### EXPLORE THE MATERIAL
**1)** Answer these questions using the passage about the encampment.
(a) Which firm filed the lawsuit?
(b) In what year did someone come into the camp wielding an axe?
(c) What has spiked at nearby Atwater Métro?
**2)** Write the next part of the passage about the encampment under the Ville-Marie Expressway, picking up after its last sentence.

The lawsuit — filed by Osler, Hoskin & Harcourt — is backed up by testimonials from medical professionals who say that displacing the camp without providing adequate housing for residents will put their lives at risk.
But even legal recognition of the camp will not ensure the survival or safety of its residents.
“These people are exposed. Exposure to the elements, exposure to violence, in Vancouver we had violence and threats directed at people in encampments,” said Houle. “We saw cases where, in some areas, people would put signs up that said if the encampments were not cleared, vigilantes were gonna put fuel on them to light the camp on fire. Some of these camps had some form of legal recognition but that doesn’t change people’s attitudes.”
There have been a number of attacks on the encampment over the years.
In 2020, when someone came into camp wielding an axe, Nicolas Bonneau and his dog Tommy chased the assailant away. The two were an indispensable part of the community, Bonneau providing survival expertise he’d acquired during his time in the military and Tommy keeping watch over the camp. When Bonneau died of an overdose last summer, it devastated his friends and neighbours. It also left the camp more vulnerable to theft and muggings.
Over the years, people have wandered into camp with flashlights, screaming at residents as they slept and the police make semi-regular incursions under the Ville-Marie Expressway. Lately, with a spike in the sale of crystal meth at nearby Atwater Métro, people are noticing more theft than usual under the highway.

### SUPPLIED MATERIAL
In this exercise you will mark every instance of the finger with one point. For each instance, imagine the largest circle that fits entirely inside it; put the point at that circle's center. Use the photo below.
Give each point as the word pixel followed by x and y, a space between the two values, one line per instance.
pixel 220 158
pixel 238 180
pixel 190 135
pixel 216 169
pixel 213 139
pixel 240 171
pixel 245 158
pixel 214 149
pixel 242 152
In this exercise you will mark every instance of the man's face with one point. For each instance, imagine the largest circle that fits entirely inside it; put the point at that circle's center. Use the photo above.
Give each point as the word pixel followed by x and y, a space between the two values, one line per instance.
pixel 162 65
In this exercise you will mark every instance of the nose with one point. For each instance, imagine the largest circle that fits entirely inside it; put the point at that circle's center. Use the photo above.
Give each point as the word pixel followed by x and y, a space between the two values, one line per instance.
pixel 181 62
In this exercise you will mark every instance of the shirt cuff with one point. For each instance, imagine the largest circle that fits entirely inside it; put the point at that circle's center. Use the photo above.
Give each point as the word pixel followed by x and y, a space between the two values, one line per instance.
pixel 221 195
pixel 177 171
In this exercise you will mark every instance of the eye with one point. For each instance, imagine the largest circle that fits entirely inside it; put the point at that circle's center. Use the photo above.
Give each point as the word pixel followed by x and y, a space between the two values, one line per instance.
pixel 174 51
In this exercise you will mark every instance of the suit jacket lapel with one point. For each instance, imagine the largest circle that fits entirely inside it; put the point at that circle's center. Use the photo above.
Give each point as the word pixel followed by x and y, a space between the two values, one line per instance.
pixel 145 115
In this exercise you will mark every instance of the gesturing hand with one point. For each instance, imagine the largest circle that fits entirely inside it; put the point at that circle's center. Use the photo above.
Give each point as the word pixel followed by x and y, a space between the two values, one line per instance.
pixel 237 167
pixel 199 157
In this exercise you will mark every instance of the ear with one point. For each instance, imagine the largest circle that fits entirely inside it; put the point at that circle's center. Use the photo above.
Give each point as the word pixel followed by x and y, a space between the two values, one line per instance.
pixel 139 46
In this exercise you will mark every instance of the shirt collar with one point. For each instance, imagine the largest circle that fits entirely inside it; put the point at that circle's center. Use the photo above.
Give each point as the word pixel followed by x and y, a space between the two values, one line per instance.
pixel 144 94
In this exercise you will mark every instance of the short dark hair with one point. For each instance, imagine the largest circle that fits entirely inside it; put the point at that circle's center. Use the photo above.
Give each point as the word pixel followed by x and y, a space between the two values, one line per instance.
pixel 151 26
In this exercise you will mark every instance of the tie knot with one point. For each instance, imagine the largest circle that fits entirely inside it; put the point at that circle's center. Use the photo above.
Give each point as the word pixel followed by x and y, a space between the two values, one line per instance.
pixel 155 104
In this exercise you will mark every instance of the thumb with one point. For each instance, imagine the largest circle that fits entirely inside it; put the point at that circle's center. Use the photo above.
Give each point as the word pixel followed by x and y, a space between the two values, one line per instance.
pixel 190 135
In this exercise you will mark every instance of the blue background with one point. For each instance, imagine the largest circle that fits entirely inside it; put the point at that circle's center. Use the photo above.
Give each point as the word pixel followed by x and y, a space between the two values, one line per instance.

### ANSWERS FOR THIS EXERCISE
**1)**
(a) Osler, Hoskin & Harcourt
(b) 2020
(c) The sale of crystal meth

**2)**
“It’s brutal, those dealers are making people crazy out here,” one resident said.
But through it all, the camp lives on. When I visited last week, Chapman was mediating a dispute over one resident’s habit of hoarding construction materials and leaving food out in the open — which attracts rats from up the hill in Westmount.
“The rats are relentless, they’ll chew your tent apart for a cracker,” said another resident, who did not want his name published. “We have to come up with a solution to people leaving their food out because someone’s gonna end up getting bit by a goddamn rat. If it hasn’t happened already.”
Though voices were raised, Chapman calmed things down and convinced the offending party to offload some of his stuff. Throughout the years, residents have learned from mistakes that put the camp in danger. After Marc Crainchuk froze to death under the highway in 2017, people started pitching in to get propane-heaters. Bonneau’s overdose death led to the camp stocking up on Naloxone — a life-saving drug that counteracts the effects of fentanyl.
It is this sense of community that keeps the residents under Ville-Marie Expressway alive.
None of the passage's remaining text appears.